__Problem details__: Select and copy every line in the entries below that contains the string "soup", treating uppercase and lowercase as different.

__Part of a data file__:
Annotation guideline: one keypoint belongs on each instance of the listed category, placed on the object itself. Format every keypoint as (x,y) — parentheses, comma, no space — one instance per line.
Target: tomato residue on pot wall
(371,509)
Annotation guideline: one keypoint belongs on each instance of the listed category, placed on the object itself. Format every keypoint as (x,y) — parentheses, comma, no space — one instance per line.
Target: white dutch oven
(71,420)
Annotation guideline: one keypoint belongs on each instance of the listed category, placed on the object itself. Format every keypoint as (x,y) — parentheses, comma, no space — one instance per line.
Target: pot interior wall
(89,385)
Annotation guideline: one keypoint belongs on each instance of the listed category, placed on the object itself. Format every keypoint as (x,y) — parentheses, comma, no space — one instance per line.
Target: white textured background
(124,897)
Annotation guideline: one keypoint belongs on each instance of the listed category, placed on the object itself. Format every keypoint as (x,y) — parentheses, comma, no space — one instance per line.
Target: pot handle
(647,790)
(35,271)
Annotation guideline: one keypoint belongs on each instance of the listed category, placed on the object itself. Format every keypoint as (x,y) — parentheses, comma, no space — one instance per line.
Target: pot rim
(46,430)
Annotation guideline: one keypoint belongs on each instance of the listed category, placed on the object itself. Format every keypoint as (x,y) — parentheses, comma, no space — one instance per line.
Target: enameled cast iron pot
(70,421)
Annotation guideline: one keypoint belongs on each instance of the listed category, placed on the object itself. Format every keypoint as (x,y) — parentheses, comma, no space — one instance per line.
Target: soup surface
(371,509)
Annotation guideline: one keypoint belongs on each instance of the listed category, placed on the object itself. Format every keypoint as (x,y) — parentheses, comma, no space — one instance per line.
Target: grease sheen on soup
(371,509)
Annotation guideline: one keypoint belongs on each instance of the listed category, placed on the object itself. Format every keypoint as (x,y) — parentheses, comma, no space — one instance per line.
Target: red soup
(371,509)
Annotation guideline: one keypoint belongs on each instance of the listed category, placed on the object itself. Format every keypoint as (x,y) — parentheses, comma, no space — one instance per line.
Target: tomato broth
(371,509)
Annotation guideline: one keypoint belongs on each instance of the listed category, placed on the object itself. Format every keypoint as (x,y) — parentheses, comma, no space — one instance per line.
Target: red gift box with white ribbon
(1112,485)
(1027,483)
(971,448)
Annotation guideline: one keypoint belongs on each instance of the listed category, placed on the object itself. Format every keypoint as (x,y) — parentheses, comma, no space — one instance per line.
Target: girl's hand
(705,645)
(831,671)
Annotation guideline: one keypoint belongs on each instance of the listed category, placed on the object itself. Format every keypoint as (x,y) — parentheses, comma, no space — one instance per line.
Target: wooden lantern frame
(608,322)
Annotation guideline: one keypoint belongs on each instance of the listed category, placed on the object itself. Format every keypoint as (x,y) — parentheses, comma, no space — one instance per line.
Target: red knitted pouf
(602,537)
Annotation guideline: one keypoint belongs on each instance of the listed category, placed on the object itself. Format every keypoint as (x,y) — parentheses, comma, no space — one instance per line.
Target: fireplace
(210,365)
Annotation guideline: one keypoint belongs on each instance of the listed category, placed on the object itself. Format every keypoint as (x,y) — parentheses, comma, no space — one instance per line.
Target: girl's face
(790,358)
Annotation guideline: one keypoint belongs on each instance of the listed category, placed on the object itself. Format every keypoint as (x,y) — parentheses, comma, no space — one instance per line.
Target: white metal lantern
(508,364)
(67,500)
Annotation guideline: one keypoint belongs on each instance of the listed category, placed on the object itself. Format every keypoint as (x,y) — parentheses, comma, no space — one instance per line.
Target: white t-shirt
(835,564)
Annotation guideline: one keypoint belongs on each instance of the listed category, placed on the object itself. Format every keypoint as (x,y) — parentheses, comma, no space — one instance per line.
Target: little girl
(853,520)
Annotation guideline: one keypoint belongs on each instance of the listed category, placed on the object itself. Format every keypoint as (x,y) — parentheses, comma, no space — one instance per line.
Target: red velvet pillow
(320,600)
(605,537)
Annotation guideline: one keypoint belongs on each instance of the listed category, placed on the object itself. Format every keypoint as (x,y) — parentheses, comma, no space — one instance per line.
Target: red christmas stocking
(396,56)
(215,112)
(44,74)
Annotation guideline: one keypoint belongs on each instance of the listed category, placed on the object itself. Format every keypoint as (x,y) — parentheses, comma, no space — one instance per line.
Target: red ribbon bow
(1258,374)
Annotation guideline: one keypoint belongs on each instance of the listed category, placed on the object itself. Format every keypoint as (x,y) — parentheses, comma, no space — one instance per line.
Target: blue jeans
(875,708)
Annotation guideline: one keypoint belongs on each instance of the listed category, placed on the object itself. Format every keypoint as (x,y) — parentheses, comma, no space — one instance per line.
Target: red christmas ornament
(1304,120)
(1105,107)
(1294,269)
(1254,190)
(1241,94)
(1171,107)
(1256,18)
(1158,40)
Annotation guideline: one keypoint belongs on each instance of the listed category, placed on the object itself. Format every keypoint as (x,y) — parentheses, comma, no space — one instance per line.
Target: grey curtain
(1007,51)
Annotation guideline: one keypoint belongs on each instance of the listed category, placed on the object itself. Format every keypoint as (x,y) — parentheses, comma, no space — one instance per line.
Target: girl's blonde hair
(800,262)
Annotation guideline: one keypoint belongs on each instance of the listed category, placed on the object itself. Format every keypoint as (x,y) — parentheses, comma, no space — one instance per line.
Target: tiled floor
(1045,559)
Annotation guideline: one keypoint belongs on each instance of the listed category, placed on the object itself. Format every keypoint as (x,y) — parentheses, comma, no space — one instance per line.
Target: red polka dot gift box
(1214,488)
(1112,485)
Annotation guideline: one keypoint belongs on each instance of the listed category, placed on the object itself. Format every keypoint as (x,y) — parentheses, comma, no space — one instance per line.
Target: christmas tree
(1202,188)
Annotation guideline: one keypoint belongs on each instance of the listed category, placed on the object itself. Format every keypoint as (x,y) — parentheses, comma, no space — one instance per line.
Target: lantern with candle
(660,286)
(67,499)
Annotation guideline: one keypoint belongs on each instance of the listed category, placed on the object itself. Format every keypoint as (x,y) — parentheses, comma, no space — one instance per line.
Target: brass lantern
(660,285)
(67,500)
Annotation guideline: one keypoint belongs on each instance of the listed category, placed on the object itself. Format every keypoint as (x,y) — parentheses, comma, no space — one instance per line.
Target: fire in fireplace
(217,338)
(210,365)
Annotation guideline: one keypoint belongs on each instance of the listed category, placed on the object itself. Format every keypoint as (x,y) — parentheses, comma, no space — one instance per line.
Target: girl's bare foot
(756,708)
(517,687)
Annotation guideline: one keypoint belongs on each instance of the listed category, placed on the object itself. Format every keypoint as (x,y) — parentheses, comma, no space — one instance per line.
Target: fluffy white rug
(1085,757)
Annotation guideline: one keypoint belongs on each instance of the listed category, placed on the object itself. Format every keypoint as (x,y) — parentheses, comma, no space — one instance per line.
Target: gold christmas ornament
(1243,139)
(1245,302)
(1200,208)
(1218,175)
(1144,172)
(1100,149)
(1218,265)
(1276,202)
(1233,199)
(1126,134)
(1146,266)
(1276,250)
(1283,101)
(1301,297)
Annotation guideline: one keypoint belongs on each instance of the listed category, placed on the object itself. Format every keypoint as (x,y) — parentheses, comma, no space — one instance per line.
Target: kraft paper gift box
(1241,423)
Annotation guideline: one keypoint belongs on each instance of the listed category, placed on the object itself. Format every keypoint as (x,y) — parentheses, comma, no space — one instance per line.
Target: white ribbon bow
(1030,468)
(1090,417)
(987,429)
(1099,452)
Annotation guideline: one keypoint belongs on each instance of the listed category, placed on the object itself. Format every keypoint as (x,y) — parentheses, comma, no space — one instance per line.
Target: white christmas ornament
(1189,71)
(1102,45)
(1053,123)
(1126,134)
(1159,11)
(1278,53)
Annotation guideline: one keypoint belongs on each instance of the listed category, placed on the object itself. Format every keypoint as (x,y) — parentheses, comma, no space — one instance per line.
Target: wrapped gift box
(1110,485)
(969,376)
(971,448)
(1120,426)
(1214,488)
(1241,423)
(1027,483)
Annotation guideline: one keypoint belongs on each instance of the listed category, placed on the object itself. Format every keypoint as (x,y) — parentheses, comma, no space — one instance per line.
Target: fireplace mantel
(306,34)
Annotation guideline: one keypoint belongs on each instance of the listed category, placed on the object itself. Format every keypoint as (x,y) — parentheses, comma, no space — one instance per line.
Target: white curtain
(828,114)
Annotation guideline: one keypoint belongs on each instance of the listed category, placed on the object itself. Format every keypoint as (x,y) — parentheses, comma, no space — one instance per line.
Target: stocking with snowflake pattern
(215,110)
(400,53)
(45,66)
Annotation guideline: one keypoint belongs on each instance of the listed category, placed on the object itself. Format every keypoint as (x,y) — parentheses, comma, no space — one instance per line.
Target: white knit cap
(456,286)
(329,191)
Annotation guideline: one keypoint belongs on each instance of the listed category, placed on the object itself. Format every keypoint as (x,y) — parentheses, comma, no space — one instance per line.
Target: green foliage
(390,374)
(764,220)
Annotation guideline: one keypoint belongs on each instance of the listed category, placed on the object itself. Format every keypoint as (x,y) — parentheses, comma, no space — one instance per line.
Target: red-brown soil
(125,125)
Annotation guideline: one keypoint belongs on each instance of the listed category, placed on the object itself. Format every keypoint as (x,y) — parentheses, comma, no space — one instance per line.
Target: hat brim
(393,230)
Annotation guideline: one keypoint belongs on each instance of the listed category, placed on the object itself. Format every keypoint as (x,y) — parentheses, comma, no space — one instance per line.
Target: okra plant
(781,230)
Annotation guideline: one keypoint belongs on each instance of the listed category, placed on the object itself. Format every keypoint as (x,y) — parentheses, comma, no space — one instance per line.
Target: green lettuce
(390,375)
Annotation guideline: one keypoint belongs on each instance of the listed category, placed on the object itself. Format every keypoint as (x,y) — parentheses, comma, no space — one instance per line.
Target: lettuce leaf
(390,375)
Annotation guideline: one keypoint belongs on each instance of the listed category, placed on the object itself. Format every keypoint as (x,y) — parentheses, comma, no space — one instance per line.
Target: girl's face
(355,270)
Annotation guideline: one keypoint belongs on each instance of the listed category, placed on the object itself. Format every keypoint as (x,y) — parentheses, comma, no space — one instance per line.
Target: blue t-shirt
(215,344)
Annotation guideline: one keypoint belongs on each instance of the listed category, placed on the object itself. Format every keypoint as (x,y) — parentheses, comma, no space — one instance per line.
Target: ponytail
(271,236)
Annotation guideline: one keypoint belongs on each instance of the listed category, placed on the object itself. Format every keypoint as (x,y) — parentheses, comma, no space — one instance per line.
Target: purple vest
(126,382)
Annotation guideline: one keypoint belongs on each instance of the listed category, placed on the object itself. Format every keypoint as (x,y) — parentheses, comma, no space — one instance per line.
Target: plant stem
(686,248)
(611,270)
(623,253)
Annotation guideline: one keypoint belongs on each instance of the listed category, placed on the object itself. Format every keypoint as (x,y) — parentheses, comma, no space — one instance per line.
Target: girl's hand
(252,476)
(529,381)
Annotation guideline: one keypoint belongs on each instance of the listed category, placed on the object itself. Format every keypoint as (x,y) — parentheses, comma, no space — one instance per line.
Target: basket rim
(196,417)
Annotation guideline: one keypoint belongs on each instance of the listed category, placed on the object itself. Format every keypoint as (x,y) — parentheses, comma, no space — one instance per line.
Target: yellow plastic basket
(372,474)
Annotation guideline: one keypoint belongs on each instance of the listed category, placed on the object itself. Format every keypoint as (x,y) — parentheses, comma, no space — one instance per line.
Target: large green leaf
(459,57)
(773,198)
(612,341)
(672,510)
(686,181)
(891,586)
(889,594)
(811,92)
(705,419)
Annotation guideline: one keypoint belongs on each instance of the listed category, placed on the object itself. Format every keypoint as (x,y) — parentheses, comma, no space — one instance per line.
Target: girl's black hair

__Correct result__:
Target: soup surface
Target: grease sheen on soup
Target: red soup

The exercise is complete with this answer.